- _EXPLORE THE MATERIAL_:
A – In the passage about the grandparents' mountain house, what heated their clapboard house?
B – Please continue the passage about the grandparents' mountain house from its final sentence.
══ PROVIDED TEXT
8.

My father’s parents lived in the Blue Ridge Mountains. In their drafty clapboard house, heated only by a cast-iron woodstove, they had learned that silence was almost the only solace in their impoverished, death-omened existence, through which roamed alcoholic brothers and daughters, preachers addled by superstition, and stained, unshaven men no one knew. Both were in their eighties by the time I was a boy, though they might have been two hundred, they were so hunched and calloused, wrinkled and resigned.

When we visited their house, set back from a one-lane dirt road, the men, great-uncles and uncles and cousins and in-laws, crowded into the living room and smoked and, like my grandparents, spoke little, and when they did it was of God or sickness or football. On clear days, they’d go outside and shoot green soda bottles with 12-gauge shotguns or listen to the cousin who brought his banjo play “I’ll Fly Away.” The women stood in the greasy, dark kitchen and watched my grandmother fry chicken.

I never liked the visits to this house in the holler. Enamored of our clean, modern ranch house in a bright leafy suburb sixty miles away, and also of the latest technology (such as Atari or handheld computer football), I frowned on what I saw as backcountry squalor.

But it was more than that. I had genuine fear. The primitive house of my grandparents threatened my youthful persona, made of brand names and the quest for hipness. With its archaic woodsmoke, the dwelling summoned me to leave my thin hobbies and get into visceral mountain matters: hunting, deer meat, hounds, rusty pickups, Camel cigarettes, flannel, tent revivals, Bibles well thumbed, faith hard as flint, the Devil.
════
══ ENTRIES SHOWN
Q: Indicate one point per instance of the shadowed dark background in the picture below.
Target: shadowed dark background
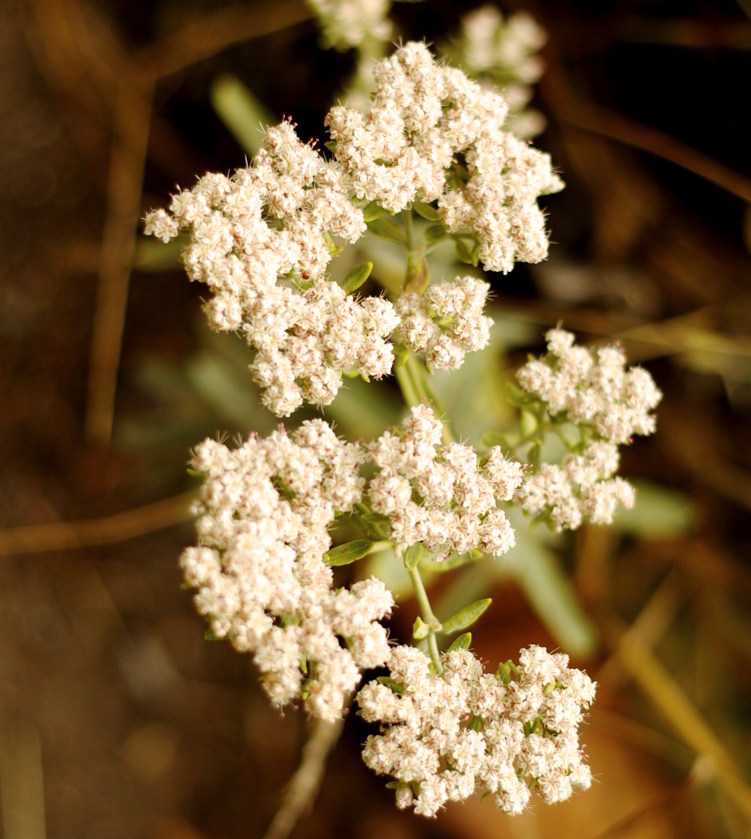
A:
(116, 718)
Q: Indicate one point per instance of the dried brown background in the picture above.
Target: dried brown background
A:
(117, 719)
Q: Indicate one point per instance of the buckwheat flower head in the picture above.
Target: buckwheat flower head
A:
(259, 572)
(582, 488)
(441, 495)
(502, 47)
(250, 235)
(504, 52)
(347, 23)
(306, 340)
(271, 219)
(593, 387)
(445, 322)
(433, 135)
(444, 737)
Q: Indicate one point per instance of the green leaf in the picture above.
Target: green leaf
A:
(549, 590)
(506, 671)
(414, 554)
(242, 113)
(434, 234)
(372, 211)
(426, 211)
(461, 642)
(420, 629)
(386, 229)
(463, 251)
(396, 687)
(348, 553)
(356, 277)
(465, 617)
(495, 438)
(516, 395)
════
- _NUMBERED RESPONSES_:
A – A cast-iron woodstove.

B –
For the past ten years, I’ve been addicted to the music gathered by Harry Smith in his 1952 Anthology of American Folk Music, a disquieting dream from the mountains of Appalachia, through which Doc Boggs, Clarence Ashley, Furry Lewis, the Carter Family, and Blind Lemon Jefferson wail their weird mixtures of winter dirge and gallows humor. The music critic Greil Marcus describes what it’s like to listen: you are “cast into a charnel house that bears a disturbing resemblance to everyday life: to wishes and fears, difficulties and satisfactions that are, as you know, as plain as day, but also, in the voices of those who are now singing, the work of demons—demons like your neighbors, your family, your lovers, yourself.” I don’t know if I believe in direct genetic inheritance, but I suspect that this music speaks to me so profoundly because my very DNA recalls the haunted souls of my Blue Ridge ancestors.

There is another, more disturbing event that convinces me of my Appalachian birthright. When I was in graduate school in New York City, I got a call from my dad. My grandmother had died the night before, and he wanted me to come down for the funeral.

The next day I found myself in a weary funeral home. Black dust covered the low-hung ceiling and the crimson carpet hadn’t been cleaned in years. I sat with the other mourners in metal folding chairs. Before us was the minister, and behind him, elevated on a small stage, the open coffin. I had never seen a real corpse before.

The last time I had visited my grandmother, about a year earlier, she had looked terrible, almost bent double. Unable to raise her head to look at me, she tilted her rheumy eyes upward and held out her hand. Arthritis had contorted it into a claw. She smelled of earth and wintergreen snuff.

Sweating in the overheated funeral home, waiting for the minister to stop, I decided that I didn’t want to see my grandmother dead. I would walk quickly from the building after the benediction.

But I didn’t. I veered to the corner of the room and loitered alone, while my relatives paid their respects. When the crowd cleared, I stole up to the coffin. I stared at the face, its rigid closed eyes, and glancing around, I held my index finger only inches from her dead hand. But before I could touch it, I heard approaching voices and exited out a side door.